Directive: Turn the lines below into a Markdown table with the columns No. and Line, numbering each row and leaving out blank lines.

******

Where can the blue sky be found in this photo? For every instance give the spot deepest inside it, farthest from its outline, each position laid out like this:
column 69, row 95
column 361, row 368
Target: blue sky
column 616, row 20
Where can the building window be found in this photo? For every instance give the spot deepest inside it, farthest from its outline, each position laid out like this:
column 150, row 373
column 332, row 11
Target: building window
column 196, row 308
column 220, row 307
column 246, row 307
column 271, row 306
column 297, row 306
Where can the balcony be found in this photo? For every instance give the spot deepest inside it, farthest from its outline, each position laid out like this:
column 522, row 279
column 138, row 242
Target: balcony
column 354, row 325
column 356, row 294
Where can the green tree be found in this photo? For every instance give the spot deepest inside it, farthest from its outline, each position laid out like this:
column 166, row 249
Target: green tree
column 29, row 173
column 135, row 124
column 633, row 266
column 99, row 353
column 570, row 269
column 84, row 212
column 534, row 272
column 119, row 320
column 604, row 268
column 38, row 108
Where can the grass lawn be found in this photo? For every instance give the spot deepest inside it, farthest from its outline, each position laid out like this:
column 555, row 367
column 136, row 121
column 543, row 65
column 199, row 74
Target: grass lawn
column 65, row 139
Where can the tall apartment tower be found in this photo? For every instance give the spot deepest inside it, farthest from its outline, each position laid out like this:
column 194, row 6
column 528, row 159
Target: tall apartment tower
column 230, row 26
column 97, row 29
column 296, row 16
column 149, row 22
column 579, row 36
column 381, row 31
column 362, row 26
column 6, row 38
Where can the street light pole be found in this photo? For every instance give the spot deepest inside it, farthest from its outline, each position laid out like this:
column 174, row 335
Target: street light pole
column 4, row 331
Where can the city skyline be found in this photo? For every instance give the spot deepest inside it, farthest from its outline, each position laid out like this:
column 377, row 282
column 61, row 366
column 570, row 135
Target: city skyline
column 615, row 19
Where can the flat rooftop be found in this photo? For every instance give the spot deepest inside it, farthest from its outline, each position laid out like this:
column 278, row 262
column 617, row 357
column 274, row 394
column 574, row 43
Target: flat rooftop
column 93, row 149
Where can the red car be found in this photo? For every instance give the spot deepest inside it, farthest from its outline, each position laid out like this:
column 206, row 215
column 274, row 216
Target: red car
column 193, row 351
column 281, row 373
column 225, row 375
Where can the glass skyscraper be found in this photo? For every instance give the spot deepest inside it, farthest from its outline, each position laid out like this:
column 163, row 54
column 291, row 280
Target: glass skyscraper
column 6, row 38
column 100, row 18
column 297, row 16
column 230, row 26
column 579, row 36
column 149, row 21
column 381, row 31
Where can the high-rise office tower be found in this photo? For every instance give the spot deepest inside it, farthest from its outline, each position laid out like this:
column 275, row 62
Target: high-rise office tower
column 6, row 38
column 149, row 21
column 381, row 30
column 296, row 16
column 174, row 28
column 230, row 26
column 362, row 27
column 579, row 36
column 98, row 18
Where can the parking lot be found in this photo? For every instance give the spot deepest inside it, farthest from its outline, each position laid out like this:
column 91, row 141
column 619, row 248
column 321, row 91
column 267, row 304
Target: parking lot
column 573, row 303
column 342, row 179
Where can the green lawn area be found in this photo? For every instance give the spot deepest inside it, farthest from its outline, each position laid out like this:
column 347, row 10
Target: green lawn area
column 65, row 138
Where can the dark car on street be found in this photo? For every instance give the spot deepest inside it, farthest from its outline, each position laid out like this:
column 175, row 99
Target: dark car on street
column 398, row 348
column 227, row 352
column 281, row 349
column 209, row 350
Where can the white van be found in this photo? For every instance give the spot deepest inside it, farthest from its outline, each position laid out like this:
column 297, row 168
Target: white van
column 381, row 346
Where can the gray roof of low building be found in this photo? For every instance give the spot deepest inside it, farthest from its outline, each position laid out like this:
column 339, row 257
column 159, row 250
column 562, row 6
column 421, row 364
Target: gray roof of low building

******

Solution to this problem:
| No. | Line |
|---|---|
| 1 | Where can the blue sky be found in this photo? For every instance give the spot deepest inside it, farthest from its outline, each position laid out like this: |
| 2 | column 69, row 95 |
| 3 | column 361, row 368 |
| 4 | Target: blue sky |
| 5 | column 616, row 20 |
| 6 | Where can the building window be found in this photo? For every instance give the spot deepest inside it, farthest from its outline, each position laid out like this: |
| 7 | column 150, row 373 |
| 8 | column 332, row 11 |
| 9 | Target: building window |
| 10 | column 196, row 308 |
| 11 | column 220, row 307 |
| 12 | column 246, row 307 |
| 13 | column 271, row 306 |
| 14 | column 297, row 306 |
| 15 | Where can the balcony be found in this photo? For every instance give the spot deepest inside it, farthest from its outline, each position laid out like this: |
| 16 | column 522, row 279 |
| 17 | column 138, row 242 |
| 18 | Target: balcony |
| 19 | column 354, row 325 |
| 20 | column 356, row 294 |
| 21 | Where can the green tree be found in this photo? For every instance give the spot deepest inside it, farthest from its outline, each position laid out like this: |
| 22 | column 166, row 249 |
| 23 | Target: green tree |
| 24 | column 29, row 173 |
| 25 | column 135, row 124 |
| 26 | column 633, row 266 |
| 27 | column 99, row 353 |
| 28 | column 570, row 269 |
| 29 | column 84, row 212 |
| 30 | column 534, row 272 |
| 31 | column 119, row 320 |
| 32 | column 604, row 268 |
| 33 | column 38, row 108 |
| 34 | Where can the grass lawn be found in this photo? For every instance give the spot deepest inside it, farthest from its outline, each position laid out like this: |
| 35 | column 555, row 367 |
| 36 | column 136, row 121 |
| 37 | column 543, row 65 |
| 38 | column 199, row 74 |
| 39 | Target: grass lawn |
| 40 | column 65, row 139 |
| 41 | Where can the tall apartment tower be found in this photo? For every instance give the spot deepest inside it, farthest from its outline, each position laid out like this: |
| 42 | column 194, row 6 |
| 43 | column 528, row 159 |
| 44 | Target: tall apartment tower |
| 45 | column 230, row 26 |
| 46 | column 97, row 29 |
| 47 | column 296, row 16 |
| 48 | column 149, row 22 |
| 49 | column 579, row 36 |
| 50 | column 381, row 31 |
| 51 | column 362, row 26 |
| 52 | column 6, row 38 |
| 53 | Where can the street light pole be found in this photo? For every instance give the spot deepest inside it, farthest from its outline, each position laid out like this: |
| 54 | column 174, row 335 |
| 55 | Target: street light pole |
| 56 | column 4, row 331 |
| 57 | Where can the city skyline be found in this photo? For every instance give the spot deepest inside it, farthest from its outline, each position laid out like this: |
| 58 | column 377, row 282 |
| 59 | column 61, row 366 |
| 60 | column 570, row 135 |
| 61 | Target: city skyline |
| 62 | column 615, row 19 |
| 63 | Where can the flat rooftop be found in this photo? For every instance give the spot deepest inside it, farthest from its outline, each position laid out like this: |
| 64 | column 278, row 262 |
| 65 | column 617, row 357 |
| 66 | column 274, row 394 |
| 67 | column 574, row 43 |
| 68 | Target: flat rooftop |
| 69 | column 93, row 149 |
| 70 | Where can the red car be found in this photo? For every instance give the spot deepest inside it, farthest from its outline, each position laid out like this: |
| 71 | column 206, row 215 |
| 72 | column 274, row 216 |
| 73 | Target: red car |
| 74 | column 193, row 351 |
| 75 | column 281, row 373 |
| 76 | column 225, row 375 |
| 77 | Where can the glass skyscraper be found in this photo? For every instance give the spot deepest inside it, farthest from its outline, each position laid out like this: |
| 78 | column 163, row 54 |
| 79 | column 291, row 280 |
| 80 | Target: glass skyscraper |
| 81 | column 6, row 38 |
| 82 | column 100, row 18 |
| 83 | column 297, row 16 |
| 84 | column 230, row 26 |
| 85 | column 579, row 36 |
| 86 | column 149, row 21 |
| 87 | column 381, row 31 |
| 88 | Where can the high-rise office tower be found in this photo? For every instance give the spot deepest inside it, farthest from its outline, each position laid out like this: |
| 89 | column 275, row 62 |
| 90 | Target: high-rise office tower |
| 91 | column 6, row 38 |
| 92 | column 149, row 21 |
| 93 | column 381, row 30 |
| 94 | column 296, row 16 |
| 95 | column 174, row 28 |
| 96 | column 230, row 26 |
| 97 | column 362, row 27 |
| 98 | column 579, row 36 |
| 99 | column 98, row 18 |
| 100 | Where can the parking lot be found in this photo? For every instance give the spot deepest inside it, farthest from its outline, each position laid out like this: |
| 101 | column 91, row 141 |
| 102 | column 619, row 248 |
| 103 | column 321, row 91 |
| 104 | column 267, row 304 |
| 105 | Target: parking lot |
| 106 | column 573, row 303 |
| 107 | column 342, row 179 |
| 108 | Where can the green lawn area be found in this photo? For every instance give the spot deepest inside it, farthest from its outline, each position laid out like this: |
| 109 | column 347, row 10 |
| 110 | Target: green lawn area |
| 111 | column 65, row 138 |
| 112 | Where can the dark car on street be found in this photo? For every instance give the spot deepest inside it, farthest from its outline, each position laid out like this: |
| 113 | column 175, row 99 |
| 114 | Target: dark car on street |
| 115 | column 398, row 348 |
| 116 | column 227, row 352 |
| 117 | column 281, row 349 |
| 118 | column 209, row 350 |
| 119 | Where can the white van be found in this photo? For every instance give the spot deepest inside it, farthest from its outline, each position laid out like this: |
| 120 | column 297, row 168 |
| 121 | Target: white van |
| 122 | column 381, row 346 |
| 123 | Where can the gray roof of low building be found in this photo? For every instance give the spot deepest inside it, farthest from its outline, each position laid out like this: |
| 124 | column 339, row 257 |
| 125 | column 159, row 250 |
| 126 | column 562, row 6 |
| 127 | column 421, row 364 |
| 128 | Target: gray roof of low building |